● Sağlanan metin:
--

2018 yılını Türkiye ekonomisi açısından nasıl değerlendiriyorsunuz?  

Yıla iyi başlasak da, temmuz, ağustos ve eylül aylarında, kur şoklarıyla ekonomiye ‘ayar’ verilmeye çalışıldı. Bunun etkisiyle ekonomik aktivitede önceki dönemlere kıyasla bir ivme kaybı gözlenmişti. Milli ekonomimize yöneltilen bu saldırı ve yürütülen algı operasyonlarına karşın bu dönemde Türkiye ekonomisi dirençli duruşunu önemsiyoruz. Türkiye, yılın ilk iki çeyreğinde sırasıyla yüzde 7.2 ve yüzde 5.3 büyüdü. Üçüncü çeyrekte ise 1.6’lık yine pozitif bir büyüme performansı sergilendi. Aslında bu ‘ekonomide dengelenme’ sürecinin ilk meyvelerinin alındığına işaret ediyor. Dengelenme sürecindeki Türkiye ekonomisi için önümüzdeki dönem, ivme kaybının belirginleştiği ancak çok daha sağlam temelli bir büyüme oranlarından söz ettiğimiz bir dönem olacaktır.

--

● Sağlanan satırlar:
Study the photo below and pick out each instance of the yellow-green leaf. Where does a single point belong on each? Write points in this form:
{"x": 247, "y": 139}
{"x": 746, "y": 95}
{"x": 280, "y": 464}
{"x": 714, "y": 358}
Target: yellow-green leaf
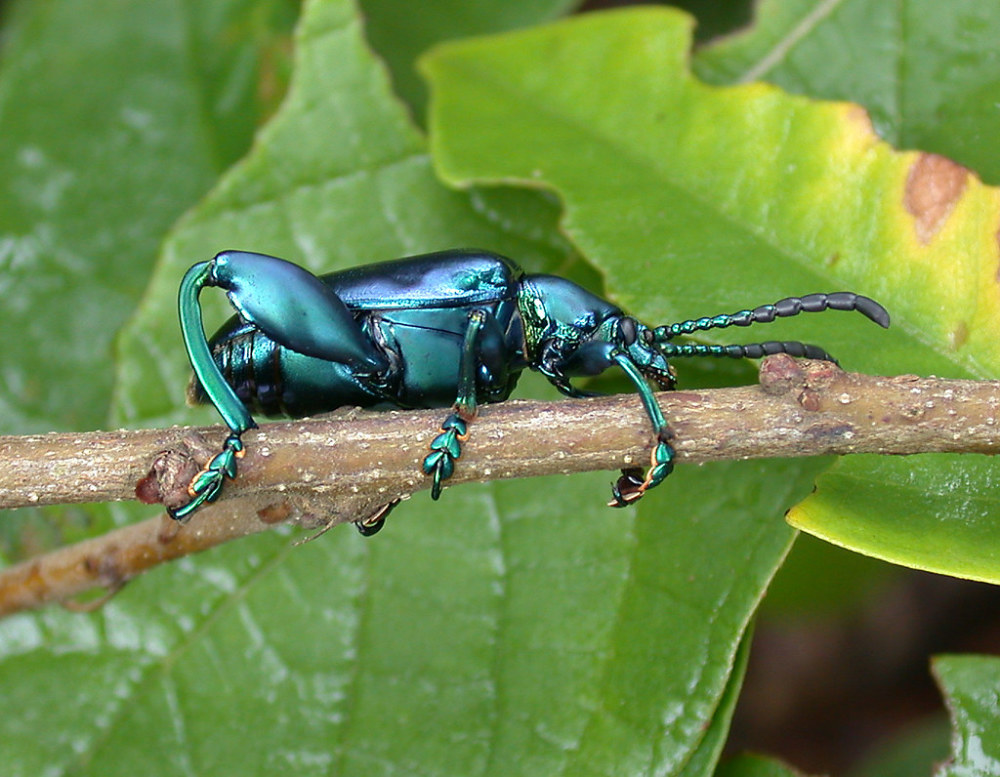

--

● Verilen talimat: Yukarıdaki Türkiye ekonomisi metninde "Yıla iyi başlasak" ile başlayıp "bir dönem olacaktır." ifadesine kadar süren kısmı olduğu gibi yineler misiniz?

● Tamamlanan görev:
Yıla iyi başlasak da, temmuz, ağustos ve eylül aylarında, kur şoklarıyla ekonomiye ‘ayar’ verilmeye çalışıldı. Bunun etkisiyle ekonomik aktivitede önceki dönemlere kıyasla bir ivme kaybı gözlenmişti. Milli ekonomimize yöneltilen bu saldırı ve yürütülen algı operasyonlarına karşın bu dönemde Türkiye ekonomisi dirençli duruşunu önemsiyoruz. Türkiye, yılın ilk iki çeyreğinde sırasıyla yüzde 7.2 ve yüzde 5.3 büyüdü. Üçüncü çeyrekte ise 1.6’lık yine pozitif bir büyüme performansı sergilendi. Aslında bu ‘ekonomide dengelenme’ sürecinin ilk meyvelerinin alındığına işaret ediyor. Dengelenme sürecindeki Türkiye ekonomisi için önümüzdeki dönem, ivme kaybının belirginleştiği ancak çok daha sağlam temelli bir büyüme oranlarından söz ettiğimiz bir dönem olacaktır.